# DOCUMENT SOURCE
Artiste peintre
Claude Saint-Jacques, la grande spirale
Robert Bernier,Parcours, été 2008
La peinture est loin d'être un long fleuve tranquille et cela même après des siècles de pratique planétaire. Les matériaux évoluent, les supports et les outils aussi et surtout, la vie change et se transforme, apportant avec elle de nouvelles manières de la sentir, de la voir et de l'exprimer. Les techniques évoluent dans le même sens, sans oublier qu'elles ont aussi été constamment en question et pas seulement au vingtième siècle. Malgré tout, la pratique picturale commande toujours certaine maitrise technique, matériaux et des outils qui ne sont toutefois pas forcement les mêmes à travers le temps et la région sur la terre. L'aspect le plus difficile, parce qu'impalpable, demeure pour l'artiste de savoir prendre sa distance. Prendre sa distance de la technique, de son sujet et de la peinture elle-même. Distance... Mais de quelle distance s'agit-il ? Celle de l'artiste !

# CONSIGNE
Répondez aux questions suivantes sur le texte consacré à Claude Saint-Jacques, ci-dessus.
1. Dans quelle publication et à quelle saison le texte a-t-il paru ?
2. Quel aspect de la pratique picturale demeure le plus difficile pour l'artiste ?
3. De quoi l'artiste doit-il prendre sa distance ?

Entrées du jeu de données
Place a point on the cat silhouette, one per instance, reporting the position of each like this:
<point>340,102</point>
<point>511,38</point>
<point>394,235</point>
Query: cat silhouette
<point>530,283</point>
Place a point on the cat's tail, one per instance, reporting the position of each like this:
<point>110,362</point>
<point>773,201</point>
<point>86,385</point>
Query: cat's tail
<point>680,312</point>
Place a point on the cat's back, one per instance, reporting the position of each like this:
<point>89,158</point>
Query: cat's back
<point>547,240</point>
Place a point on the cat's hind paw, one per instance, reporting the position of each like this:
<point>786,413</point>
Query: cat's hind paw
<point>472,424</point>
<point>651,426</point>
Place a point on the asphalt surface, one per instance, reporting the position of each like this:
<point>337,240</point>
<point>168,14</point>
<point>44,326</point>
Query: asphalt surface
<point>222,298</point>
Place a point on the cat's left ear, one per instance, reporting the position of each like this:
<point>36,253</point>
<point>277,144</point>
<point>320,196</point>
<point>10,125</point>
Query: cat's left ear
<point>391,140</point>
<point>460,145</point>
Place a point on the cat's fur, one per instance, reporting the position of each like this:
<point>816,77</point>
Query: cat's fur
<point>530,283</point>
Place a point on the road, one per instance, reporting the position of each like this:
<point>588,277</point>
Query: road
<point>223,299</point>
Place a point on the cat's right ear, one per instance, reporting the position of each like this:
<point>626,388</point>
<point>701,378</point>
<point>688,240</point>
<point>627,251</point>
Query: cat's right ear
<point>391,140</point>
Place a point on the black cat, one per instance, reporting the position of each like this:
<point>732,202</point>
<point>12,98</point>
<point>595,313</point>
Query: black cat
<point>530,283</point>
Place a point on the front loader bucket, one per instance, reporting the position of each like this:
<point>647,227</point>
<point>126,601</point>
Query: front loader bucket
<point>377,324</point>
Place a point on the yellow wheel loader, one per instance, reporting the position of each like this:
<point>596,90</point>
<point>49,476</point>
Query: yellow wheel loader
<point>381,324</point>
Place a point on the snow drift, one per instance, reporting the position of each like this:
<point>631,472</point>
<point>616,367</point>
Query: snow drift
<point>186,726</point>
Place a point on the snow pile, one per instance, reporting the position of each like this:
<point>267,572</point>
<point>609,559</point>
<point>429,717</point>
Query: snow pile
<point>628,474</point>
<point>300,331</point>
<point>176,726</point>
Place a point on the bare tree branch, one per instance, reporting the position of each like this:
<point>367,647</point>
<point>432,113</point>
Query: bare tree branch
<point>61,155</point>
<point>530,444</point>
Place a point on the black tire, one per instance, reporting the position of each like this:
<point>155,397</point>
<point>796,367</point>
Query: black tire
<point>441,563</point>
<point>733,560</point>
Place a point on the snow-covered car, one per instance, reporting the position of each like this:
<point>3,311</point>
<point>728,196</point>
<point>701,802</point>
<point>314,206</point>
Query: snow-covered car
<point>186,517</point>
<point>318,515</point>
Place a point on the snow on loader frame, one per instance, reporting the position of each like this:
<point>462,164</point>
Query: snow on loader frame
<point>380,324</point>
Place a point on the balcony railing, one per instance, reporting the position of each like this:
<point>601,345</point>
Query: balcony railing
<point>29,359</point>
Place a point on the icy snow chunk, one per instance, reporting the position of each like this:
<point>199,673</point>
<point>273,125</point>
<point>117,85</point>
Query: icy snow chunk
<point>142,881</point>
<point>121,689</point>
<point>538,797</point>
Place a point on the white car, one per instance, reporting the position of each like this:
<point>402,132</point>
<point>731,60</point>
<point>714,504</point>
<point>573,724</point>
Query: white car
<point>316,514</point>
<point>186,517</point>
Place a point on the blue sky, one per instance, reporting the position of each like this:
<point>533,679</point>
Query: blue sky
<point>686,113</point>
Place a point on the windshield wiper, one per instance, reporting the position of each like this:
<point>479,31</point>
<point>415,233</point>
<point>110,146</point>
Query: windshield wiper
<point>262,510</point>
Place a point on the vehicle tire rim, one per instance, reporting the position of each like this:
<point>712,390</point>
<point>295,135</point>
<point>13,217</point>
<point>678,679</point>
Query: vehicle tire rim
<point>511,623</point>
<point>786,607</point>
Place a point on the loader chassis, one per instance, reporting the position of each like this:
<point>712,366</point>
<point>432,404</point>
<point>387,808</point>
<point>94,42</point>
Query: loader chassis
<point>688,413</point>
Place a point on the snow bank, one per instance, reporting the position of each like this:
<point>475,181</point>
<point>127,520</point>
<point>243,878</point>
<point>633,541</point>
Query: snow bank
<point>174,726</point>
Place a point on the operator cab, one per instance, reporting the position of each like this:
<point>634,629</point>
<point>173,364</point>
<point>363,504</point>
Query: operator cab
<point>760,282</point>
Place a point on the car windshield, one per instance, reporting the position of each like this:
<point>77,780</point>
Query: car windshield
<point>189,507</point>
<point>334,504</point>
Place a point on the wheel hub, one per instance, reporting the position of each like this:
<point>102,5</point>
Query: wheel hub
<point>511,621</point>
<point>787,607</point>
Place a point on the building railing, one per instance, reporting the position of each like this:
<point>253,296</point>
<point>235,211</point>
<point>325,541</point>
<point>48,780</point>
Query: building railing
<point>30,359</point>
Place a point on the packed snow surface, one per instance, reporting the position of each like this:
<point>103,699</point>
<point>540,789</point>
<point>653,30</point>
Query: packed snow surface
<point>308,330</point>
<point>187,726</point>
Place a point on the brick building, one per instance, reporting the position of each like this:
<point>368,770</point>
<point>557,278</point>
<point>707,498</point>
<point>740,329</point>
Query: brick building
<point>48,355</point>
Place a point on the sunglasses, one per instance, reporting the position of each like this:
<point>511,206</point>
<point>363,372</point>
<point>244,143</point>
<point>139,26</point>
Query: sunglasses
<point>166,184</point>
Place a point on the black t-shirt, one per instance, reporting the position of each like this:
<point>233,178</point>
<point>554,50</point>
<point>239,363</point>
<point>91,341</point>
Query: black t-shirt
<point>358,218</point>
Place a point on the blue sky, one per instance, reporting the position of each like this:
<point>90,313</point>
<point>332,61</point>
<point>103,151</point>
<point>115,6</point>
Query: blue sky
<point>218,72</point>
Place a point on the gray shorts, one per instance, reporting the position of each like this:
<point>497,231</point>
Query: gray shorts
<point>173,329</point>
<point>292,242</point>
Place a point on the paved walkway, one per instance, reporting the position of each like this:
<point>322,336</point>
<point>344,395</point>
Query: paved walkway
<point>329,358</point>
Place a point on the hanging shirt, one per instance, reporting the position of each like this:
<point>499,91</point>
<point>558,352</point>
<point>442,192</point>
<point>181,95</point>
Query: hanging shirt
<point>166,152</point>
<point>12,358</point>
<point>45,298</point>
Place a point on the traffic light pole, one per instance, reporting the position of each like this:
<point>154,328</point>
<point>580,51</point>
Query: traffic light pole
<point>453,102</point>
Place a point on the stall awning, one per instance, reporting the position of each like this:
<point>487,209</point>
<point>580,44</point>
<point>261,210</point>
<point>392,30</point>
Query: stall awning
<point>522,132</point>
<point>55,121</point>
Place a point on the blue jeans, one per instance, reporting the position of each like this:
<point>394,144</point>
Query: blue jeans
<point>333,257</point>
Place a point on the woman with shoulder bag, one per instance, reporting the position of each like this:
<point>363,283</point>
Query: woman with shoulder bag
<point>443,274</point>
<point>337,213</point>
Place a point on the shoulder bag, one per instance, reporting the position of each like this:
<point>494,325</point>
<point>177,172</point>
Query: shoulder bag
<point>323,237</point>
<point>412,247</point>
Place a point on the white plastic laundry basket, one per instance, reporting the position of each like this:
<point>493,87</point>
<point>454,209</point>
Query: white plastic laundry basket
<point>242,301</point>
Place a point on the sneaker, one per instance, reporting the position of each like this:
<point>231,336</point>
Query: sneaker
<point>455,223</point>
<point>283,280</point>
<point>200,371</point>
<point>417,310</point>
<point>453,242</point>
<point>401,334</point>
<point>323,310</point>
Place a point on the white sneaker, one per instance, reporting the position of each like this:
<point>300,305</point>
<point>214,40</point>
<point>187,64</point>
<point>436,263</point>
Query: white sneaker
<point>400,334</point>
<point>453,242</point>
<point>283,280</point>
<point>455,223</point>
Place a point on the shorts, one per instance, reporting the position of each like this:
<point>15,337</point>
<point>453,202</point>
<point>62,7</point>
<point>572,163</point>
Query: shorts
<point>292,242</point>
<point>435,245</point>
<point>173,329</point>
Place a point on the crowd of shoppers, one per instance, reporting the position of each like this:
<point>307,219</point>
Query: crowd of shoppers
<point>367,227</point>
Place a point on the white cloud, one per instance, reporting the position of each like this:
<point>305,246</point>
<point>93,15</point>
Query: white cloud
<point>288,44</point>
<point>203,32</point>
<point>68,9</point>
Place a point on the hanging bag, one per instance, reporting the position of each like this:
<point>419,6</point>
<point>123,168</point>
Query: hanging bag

# RÉPONSE
1. Dans Parcours, à l'été 2008.
2. Savoir prendre sa distance.
3. De la technique, de son sujet et de la peinture elle-même.